Ziel: Übertrage alle Zeilen der folgenden Auflistung in eine nummerierte Liste und lass dabei die Leerzeilen weg.

Einträge aus einer Datensammlung
==*==

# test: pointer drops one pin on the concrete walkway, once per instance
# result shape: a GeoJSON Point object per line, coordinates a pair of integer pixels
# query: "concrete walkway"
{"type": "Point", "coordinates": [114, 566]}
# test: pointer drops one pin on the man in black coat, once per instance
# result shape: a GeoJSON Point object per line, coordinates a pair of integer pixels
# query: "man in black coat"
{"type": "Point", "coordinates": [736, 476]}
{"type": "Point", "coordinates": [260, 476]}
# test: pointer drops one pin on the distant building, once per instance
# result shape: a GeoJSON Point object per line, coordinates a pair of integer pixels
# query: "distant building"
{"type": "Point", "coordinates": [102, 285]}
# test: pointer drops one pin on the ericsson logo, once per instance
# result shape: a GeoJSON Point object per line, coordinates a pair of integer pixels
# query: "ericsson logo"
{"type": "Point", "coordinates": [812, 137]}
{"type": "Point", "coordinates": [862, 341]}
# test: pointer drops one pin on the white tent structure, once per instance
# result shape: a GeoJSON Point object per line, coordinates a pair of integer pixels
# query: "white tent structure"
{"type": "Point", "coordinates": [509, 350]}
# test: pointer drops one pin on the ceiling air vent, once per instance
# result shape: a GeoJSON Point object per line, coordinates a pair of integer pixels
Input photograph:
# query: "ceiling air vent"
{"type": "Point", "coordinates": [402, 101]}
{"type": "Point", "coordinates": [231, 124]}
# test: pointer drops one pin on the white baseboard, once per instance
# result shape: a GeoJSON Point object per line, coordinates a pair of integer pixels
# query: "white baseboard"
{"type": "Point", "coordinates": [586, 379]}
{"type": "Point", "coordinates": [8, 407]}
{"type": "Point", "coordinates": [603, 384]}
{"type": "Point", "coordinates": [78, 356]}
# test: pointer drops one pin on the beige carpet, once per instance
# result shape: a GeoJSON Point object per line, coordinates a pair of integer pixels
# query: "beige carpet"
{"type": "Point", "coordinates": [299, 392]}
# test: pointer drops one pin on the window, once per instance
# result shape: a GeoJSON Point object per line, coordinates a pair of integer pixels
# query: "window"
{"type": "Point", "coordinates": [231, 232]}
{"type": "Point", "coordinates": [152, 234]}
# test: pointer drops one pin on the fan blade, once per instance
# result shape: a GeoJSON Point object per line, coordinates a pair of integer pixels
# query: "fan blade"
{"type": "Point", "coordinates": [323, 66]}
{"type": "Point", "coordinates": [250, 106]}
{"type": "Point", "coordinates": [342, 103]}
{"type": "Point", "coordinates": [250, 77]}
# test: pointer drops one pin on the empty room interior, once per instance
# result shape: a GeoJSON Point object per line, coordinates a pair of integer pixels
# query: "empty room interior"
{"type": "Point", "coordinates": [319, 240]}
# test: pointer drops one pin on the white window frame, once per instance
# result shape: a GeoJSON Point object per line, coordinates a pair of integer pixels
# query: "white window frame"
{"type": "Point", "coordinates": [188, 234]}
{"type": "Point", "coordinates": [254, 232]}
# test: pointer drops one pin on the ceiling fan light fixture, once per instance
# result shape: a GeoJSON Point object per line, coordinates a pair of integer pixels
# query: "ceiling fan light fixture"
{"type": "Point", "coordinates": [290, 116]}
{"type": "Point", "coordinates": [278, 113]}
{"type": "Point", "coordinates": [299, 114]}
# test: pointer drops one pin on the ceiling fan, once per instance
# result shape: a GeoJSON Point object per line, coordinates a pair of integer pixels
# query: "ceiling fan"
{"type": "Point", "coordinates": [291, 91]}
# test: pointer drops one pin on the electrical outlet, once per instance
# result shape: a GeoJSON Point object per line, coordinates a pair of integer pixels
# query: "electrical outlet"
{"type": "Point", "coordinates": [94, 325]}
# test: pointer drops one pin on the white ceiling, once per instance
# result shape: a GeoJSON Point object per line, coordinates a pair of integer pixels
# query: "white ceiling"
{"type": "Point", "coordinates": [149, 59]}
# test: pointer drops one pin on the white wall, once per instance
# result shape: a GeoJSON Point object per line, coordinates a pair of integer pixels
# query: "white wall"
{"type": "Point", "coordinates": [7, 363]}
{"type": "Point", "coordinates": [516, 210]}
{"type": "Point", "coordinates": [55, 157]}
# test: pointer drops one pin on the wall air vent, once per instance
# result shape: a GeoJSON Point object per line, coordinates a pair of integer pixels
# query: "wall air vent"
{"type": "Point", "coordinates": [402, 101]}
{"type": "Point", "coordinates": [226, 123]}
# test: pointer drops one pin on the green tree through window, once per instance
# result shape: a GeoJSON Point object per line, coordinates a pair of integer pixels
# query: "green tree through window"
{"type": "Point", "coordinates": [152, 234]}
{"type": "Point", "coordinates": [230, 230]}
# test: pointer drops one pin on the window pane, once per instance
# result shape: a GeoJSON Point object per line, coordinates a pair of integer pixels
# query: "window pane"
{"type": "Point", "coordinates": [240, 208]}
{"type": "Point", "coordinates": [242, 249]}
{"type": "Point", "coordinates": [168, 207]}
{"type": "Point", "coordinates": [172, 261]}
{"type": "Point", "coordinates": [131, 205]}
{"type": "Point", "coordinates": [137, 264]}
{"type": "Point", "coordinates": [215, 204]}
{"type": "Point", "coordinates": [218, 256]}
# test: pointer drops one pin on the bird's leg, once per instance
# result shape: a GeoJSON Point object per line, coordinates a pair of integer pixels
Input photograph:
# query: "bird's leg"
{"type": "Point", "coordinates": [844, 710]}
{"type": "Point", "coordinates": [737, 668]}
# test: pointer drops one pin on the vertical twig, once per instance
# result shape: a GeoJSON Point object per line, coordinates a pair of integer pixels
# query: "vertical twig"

==*==

Richtige Antwort:
1. # test: pointer drops one pin on the concrete walkway, once per instance
2. # result shape: a GeoJSON Point object per line, coordinates a pair of integer pixels
3. # query: "concrete walkway"
4. {"type": "Point", "coordinates": [114, 566]}
5. # test: pointer drops one pin on the man in black coat, once per instance
6. # result shape: a GeoJSON Point object per line, coordinates a pair of integer pixels
7. # query: "man in black coat"
8. {"type": "Point", "coordinates": [736, 476]}
9. {"type": "Point", "coordinates": [260, 476]}
10. # test: pointer drops one pin on the distant building, once per instance
11. # result shape: a GeoJSON Point object per line, coordinates a pair of integer pixels
12. # query: "distant building"
13. {"type": "Point", "coordinates": [102, 285]}
14. # test: pointer drops one pin on the ericsson logo, once per instance
15. # result shape: a GeoJSON Point object per line, coordinates a pair of integer pixels
16. # query: "ericsson logo"
17. {"type": "Point", "coordinates": [812, 137]}
18. {"type": "Point", "coordinates": [862, 341]}
19. # test: pointer drops one pin on the white tent structure, once per instance
20. # result shape: a GeoJSON Point object per line, coordinates a pair of integer pixels
21. # query: "white tent structure"
22. {"type": "Point", "coordinates": [509, 350]}
23. # test: pointer drops one pin on the ceiling air vent, once per instance
24. # result shape: a GeoJSON Point object per line, coordinates a pair of integer pixels
25. Input photograph:
26. # query: "ceiling air vent"
27. {"type": "Point", "coordinates": [402, 101]}
28. {"type": "Point", "coordinates": [231, 124]}
29. # test: pointer drops one pin on the white baseboard, once per instance
30. # result shape: a GeoJSON Point object per line, coordinates a pair of integer pixels
31. # query: "white baseboard"
32. {"type": "Point", "coordinates": [586, 379]}
33. {"type": "Point", "coordinates": [8, 407]}
34. {"type": "Point", "coordinates": [603, 384]}
35. {"type": "Point", "coordinates": [78, 356]}
36. # test: pointer drops one pin on the beige carpet, once per instance
37. # result shape: a GeoJSON Point object per line, coordinates a pair of integer pixels
38. # query: "beige carpet"
39. {"type": "Point", "coordinates": [299, 392]}
40. # test: pointer drops one pin on the window, once per instance
41. # result shape: a GeoJSON Point object per line, coordinates a pair of integer pixels
42. # query: "window"
43. {"type": "Point", "coordinates": [231, 232]}
44. {"type": "Point", "coordinates": [152, 234]}
45. # test: pointer drops one pin on the fan blade, once per instance
46. # result shape: a GeoJSON Point object per line, coordinates a pair of integer pixels
47. # query: "fan blade"
48. {"type": "Point", "coordinates": [323, 66]}
49. {"type": "Point", "coordinates": [250, 106]}
50. {"type": "Point", "coordinates": [342, 103]}
51. {"type": "Point", "coordinates": [250, 77]}
52. # test: pointer drops one pin on the empty room interior, once per instance
53. # result shape: a GeoJSON Point object per line, coordinates a pair of integer pixels
54. # query: "empty room interior"
55. {"type": "Point", "coordinates": [319, 240]}
56. # test: pointer drops one pin on the white window frame, once per instance
57. # result shape: a GeoJSON Point object per line, coordinates a pair of integer pixels
58. # query: "white window frame"
59. {"type": "Point", "coordinates": [188, 234]}
60. {"type": "Point", "coordinates": [254, 232]}
61. # test: pointer drops one pin on the ceiling fan light fixture, once per instance
62. # result shape: a GeoJSON Point object per line, coordinates a pair of integer pixels
63. # query: "ceiling fan light fixture"
64. {"type": "Point", "coordinates": [290, 116]}
65. {"type": "Point", "coordinates": [278, 113]}
66. {"type": "Point", "coordinates": [299, 114]}
67. # test: pointer drops one pin on the ceiling fan, once per instance
68. # result shape: a GeoJSON Point object per line, coordinates a pair of integer pixels
69. # query: "ceiling fan"
70. {"type": "Point", "coordinates": [291, 91]}
71. # test: pointer drops one pin on the electrical outlet, once per instance
72. # result shape: a GeoJSON Point object per line, coordinates a pair of integer pixels
73. # query: "electrical outlet"
74. {"type": "Point", "coordinates": [94, 325]}
75. # test: pointer drops one pin on the white ceiling, once per instance
76. # result shape: a GeoJSON Point object per line, coordinates a pair of integer pixels
77. # query: "white ceiling"
78. {"type": "Point", "coordinates": [149, 59]}
79. # test: pointer drops one pin on the white wall, once per instance
80. # result shape: a GeoJSON Point object per line, coordinates a pair of integer pixels
81. # query: "white wall"
82. {"type": "Point", "coordinates": [7, 363]}
83. {"type": "Point", "coordinates": [516, 210]}
84. {"type": "Point", "coordinates": [55, 157]}
85. # test: pointer drops one pin on the wall air vent, once per instance
86. # result shape: a GeoJSON Point object per line, coordinates a pair of integer pixels
87. # query: "wall air vent"
88. {"type": "Point", "coordinates": [402, 101]}
89. {"type": "Point", "coordinates": [226, 123]}
90. # test: pointer drops one pin on the green tree through window, once per instance
91. # result shape: a GeoJSON Point object per line, coordinates a pair of integer pixels
92. # query: "green tree through window"
93. {"type": "Point", "coordinates": [152, 234]}
94. {"type": "Point", "coordinates": [230, 230]}
95. # test: pointer drops one pin on the window pane, once per instance
96. # result shape: a GeoJSON Point object per line, coordinates a pair of integer pixels
97. # query: "window pane"
98. {"type": "Point", "coordinates": [240, 208]}
99. {"type": "Point", "coordinates": [242, 249]}
100. {"type": "Point", "coordinates": [168, 207]}
101. {"type": "Point", "coordinates": [172, 261]}
102. {"type": "Point", "coordinates": [131, 205]}
103. {"type": "Point", "coordinates": [137, 264]}
104. {"type": "Point", "coordinates": [215, 204]}
105. {"type": "Point", "coordinates": [218, 256]}
106. # test: pointer drops one pin on the bird's leg, once per instance
107. # result shape: a GeoJSON Point object per line, coordinates a pair of integer pixels
108. Input photograph:
109. # query: "bird's leg"
110. {"type": "Point", "coordinates": [844, 710]}
111. {"type": "Point", "coordinates": [737, 668]}
112. # test: pointer drops one pin on the vertical twig, once per instance
113. # result shape: a GeoJSON Point object per line, coordinates a pair of integer pixels
114. # query: "vertical twig"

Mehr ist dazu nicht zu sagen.